─── Texto fornecido ───
Hérica saiu com amigos para uma festa no bairro Jardim América, ainda no sábado, 11, de acordo com a irmã, Patrícia Castro de Oliveira, 33. Na terça-feira,14, ela ainda não havia retornado. "A gente sentiu falta porque percebemos que ela não tinha levado a bolsinha de maquiagens. Pensamos logo que tinha acontecido alguma coisa", narra.

A irmã e a mãe de Hérica buscaram informações na região, mas não conseguiram nenhum detalhe preciso sobre as agressões. "Tem um bar na esquina e um rapaz, muito debochado, disse que uma travesti apanhou 'até dizer chega'. Eu respondi que era minha irmã e ele não sabia o que era a dor da família", relata. O caso está sendo acompanhado pela Coordenadoria de Políticas para Diversidade Sexual, por meio do Centro de Referência LGBT Janaína Dutra.

"Recebemos a denúncia há dois dias e começamos uma busca ativa pela família para que a denúncia pudesse ser registrada", explica o coordenador do Centro de Referencia LGBT, Tel Cândido.

Segundo Patrícia, ela tentou registrar um Boletim de Ocorrência em uma delegacia da área ainda na quarta-feira, 12. "Fizeram muitas perguntas e eu fui logo embora (sem conseguir fazer o registro). Hoje, a gente foi muito bem tratada, apenas abriram o BO sem perguntar muito", diz.

A família teme as sequelas deixadas pelo espancamento, ainda conforme Patrícia. "Minha mãe está desorientada porque se ela se recuperar vai ser uma criança, perdeu massa encefálica e teve traumatismo craniano. A orelha parece que foi cortada, está cheia de pontos. Não tem nenhuma outra motivação para isso além do fato dela ser travesti, então a gente só queria justiça ", afirma.

Ativista dos Direitos Humanos, Helena Vieira soube do caso por meio das redes sociais e cobra investigação para a agressão. "Deve ter alguma câmera na José Bastos, seja de comércio ou para velocidade de carros. Queremos descobrir o que aconteceu com a Hérica", frisa.
─── Linhas fornecidas ───
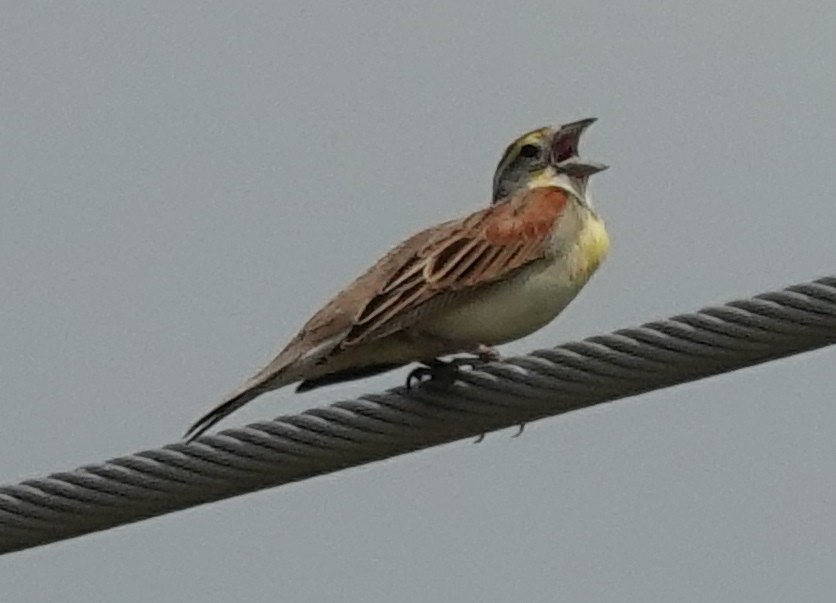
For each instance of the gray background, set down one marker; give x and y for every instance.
(184, 183)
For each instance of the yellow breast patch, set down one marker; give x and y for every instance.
(591, 249)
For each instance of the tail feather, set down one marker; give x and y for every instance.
(224, 409)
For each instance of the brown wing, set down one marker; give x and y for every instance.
(422, 271)
(482, 248)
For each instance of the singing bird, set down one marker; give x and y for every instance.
(462, 286)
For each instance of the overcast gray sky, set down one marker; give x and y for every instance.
(183, 183)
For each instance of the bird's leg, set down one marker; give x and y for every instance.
(445, 371)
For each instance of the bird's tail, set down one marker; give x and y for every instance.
(225, 408)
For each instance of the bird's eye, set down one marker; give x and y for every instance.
(529, 151)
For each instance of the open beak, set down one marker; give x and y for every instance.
(566, 138)
(564, 150)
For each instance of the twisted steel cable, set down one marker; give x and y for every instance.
(544, 383)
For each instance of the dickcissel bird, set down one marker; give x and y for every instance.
(466, 285)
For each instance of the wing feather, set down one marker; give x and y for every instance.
(482, 248)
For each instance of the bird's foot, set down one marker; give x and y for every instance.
(446, 371)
───
Objetivo 1:
Transcreva como uma lista JSON de strings o trecho das linhas que começa na linha que contém "For each instance of the wing" e vai até a última linha, com uma string para cada linha e sem as linhas em branco.
Objetivo 2:
Escreva a continuação da reportagem sobre o espancamento de Hérica, seguindo a partir de onde ela termina.
O texto e as linhas não têm nenhuma relação entre si.

Resposta do exercício 1:
[
  "For each instance of the wing feather, set down one marker; give x and y for every instance.",
  "(482, 248)",
  "For each instance of the bird's foot, set down one marker; give x and y for every instance.",
  "(446, 371)"
]

Resposta do exercício 2:
No último dia 31 de janeiro, foi registrado o primeiro assassinato de transexual no Ceará em 2017. Em 2016, 343 pessoas da comunidade LGBT (lésbicas, gays, bissexuais e transexuais) foram assassinadas no Brasil, de acordo com o levantamento do Grupo Gay da Bahia (GGB).

No Ceará, foram 15 assassinatos de pessoas LGBTs no ano passado, ainda conforme os dados do GGB. A Secretaria de Direitos Humanos recebeu 33 denúncias de violência contra LGBTs no Ceará, por meio do disque denúncia, no ano de 2016.

O POVO Online procurou a Secretaria da Segurança Pública e Defesa Social (SSPDS), mas ainda não obteve resposta.

O IJF informou que Hérica deu entrada na unidade no domingo, 12, e está internada na unidade de neurocirurgia.

LGBTfobia
Os números de assassinatos de travestis provavelmente são maiores que os oficiais porque podem cair nas estatísticas de homicídios comuns. O que é um problema, levando em conta que a LGBTfobia ainda não foi criminalizada, como explica a advogada do Centro de Referência LGBT, Roberta Lima. "É um crime de ódio, motivado pela aparência ou orientação sexual. Fazemos questão de colocar a motivação", diz ela.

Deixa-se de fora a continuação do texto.